Material for this exercise:
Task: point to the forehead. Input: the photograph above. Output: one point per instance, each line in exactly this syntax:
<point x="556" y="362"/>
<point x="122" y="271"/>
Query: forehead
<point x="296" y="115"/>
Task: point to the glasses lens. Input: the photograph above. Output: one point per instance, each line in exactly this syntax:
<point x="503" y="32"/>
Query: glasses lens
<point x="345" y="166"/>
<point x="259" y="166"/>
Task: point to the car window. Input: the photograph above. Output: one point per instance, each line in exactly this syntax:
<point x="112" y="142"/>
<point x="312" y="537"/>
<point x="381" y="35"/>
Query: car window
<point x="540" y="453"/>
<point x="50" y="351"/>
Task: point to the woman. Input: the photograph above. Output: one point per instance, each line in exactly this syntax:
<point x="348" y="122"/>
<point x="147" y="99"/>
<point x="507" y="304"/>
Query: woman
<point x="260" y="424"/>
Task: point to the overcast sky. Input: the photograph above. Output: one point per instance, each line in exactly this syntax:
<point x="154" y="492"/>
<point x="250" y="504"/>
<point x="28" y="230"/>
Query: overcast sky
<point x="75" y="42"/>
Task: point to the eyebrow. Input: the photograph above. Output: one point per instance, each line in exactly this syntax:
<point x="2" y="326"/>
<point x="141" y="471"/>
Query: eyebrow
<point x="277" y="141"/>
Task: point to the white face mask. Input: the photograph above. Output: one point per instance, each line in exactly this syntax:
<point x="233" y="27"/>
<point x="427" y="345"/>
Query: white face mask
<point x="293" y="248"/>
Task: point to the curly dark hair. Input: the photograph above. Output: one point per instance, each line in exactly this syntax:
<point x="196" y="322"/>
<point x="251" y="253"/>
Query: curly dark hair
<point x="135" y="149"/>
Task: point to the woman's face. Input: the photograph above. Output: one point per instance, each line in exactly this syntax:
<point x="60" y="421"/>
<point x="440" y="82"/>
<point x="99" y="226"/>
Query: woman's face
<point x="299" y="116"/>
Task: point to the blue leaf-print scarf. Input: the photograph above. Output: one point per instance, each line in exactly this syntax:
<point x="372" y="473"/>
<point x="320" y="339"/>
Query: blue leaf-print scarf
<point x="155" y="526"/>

Do this:
Scale the lines from the one containing "Task: point to the woman's" up to and including the last line: reproduce them all, requests included, but multiply each point coordinate in the answers by 1.65 and round to whole numbers, with halves rounded up. Leave the numbers in the requests and their format samples unchanged.

The answer:
Task: point to the woman's face. Input: the photograph above. Output: one point per instance, each line in exactly this syntax:
<point x="60" y="421"/>
<point x="440" y="82"/>
<point x="99" y="226"/>
Query: woman's face
<point x="493" y="191"/>
Task: point to the blue leaf-print scarf. Input: the photograph above. Output: one point per instance, each line in exactly this syntax:
<point x="372" y="473"/>
<point x="320" y="339"/>
Query: blue leaf-print scarf
<point x="256" y="868"/>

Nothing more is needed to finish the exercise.